Job ▸
Reproduce the data below word for word, from the line containing "Flashcard Front: Where exactly is the rippled" through the line containing "0;0;1270;875", both lines included. Leave the pictures out.

Dataset entries ▸
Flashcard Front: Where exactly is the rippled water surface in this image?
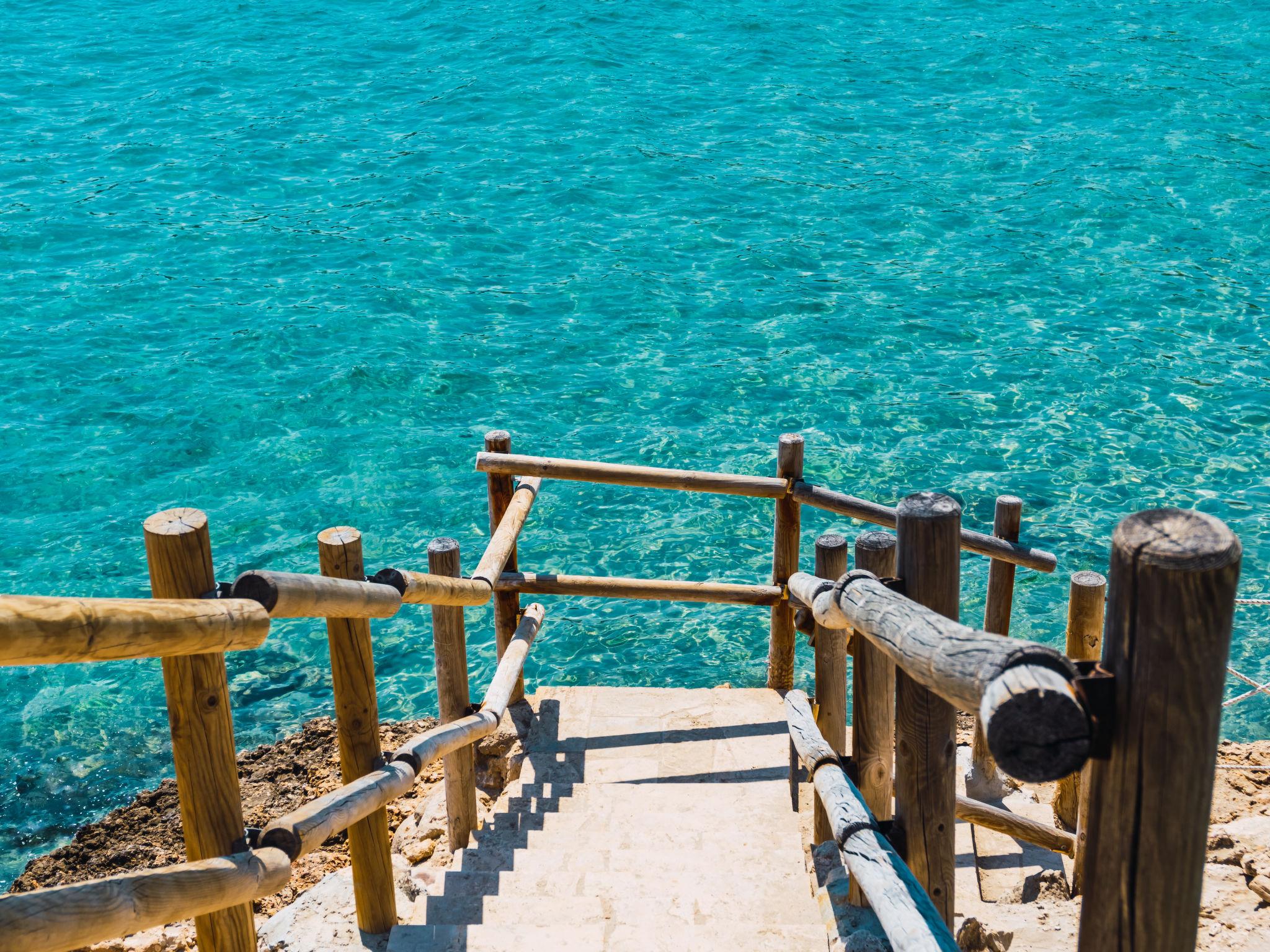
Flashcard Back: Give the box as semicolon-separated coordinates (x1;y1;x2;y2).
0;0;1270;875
==
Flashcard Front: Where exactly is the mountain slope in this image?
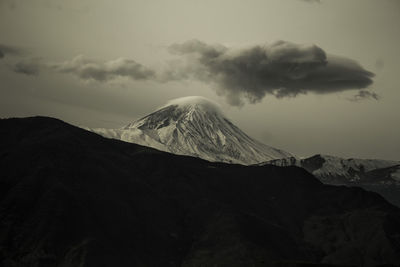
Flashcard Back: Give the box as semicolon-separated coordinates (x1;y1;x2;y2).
==
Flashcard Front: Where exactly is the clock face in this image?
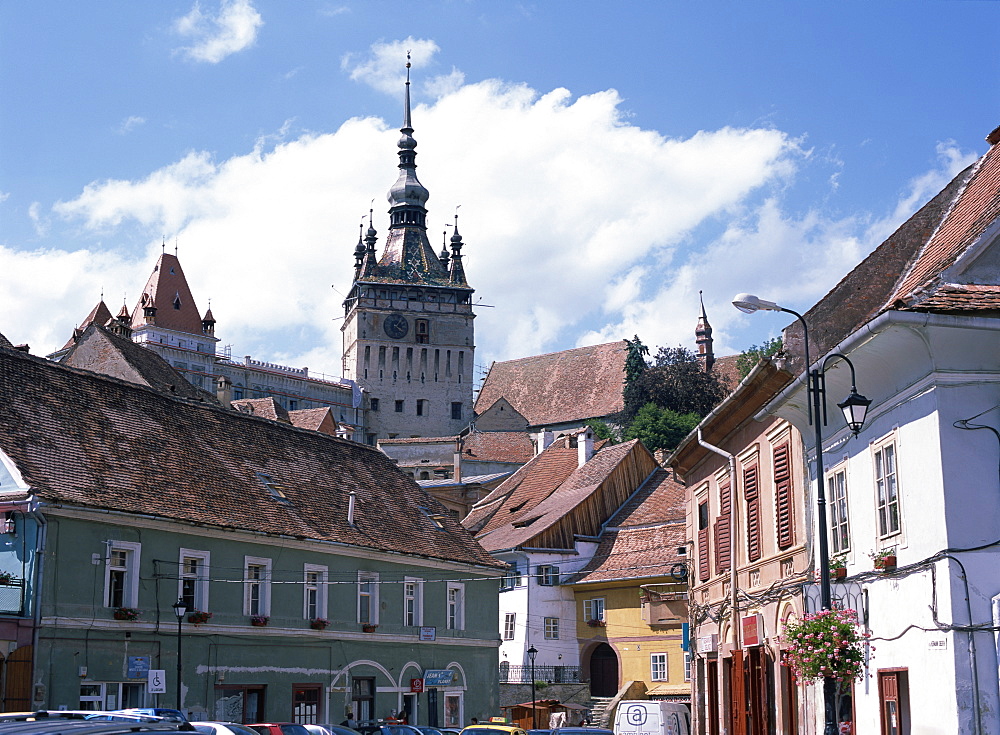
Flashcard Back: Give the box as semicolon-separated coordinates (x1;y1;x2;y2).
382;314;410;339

Completed exercise ▸
Flashcard Front: Where exactly is the rippled water surface in this image?
Flashcard Back: Give the box as semicolon-separated coordinates (x1;y1;x2;y2).
0;0;1270;875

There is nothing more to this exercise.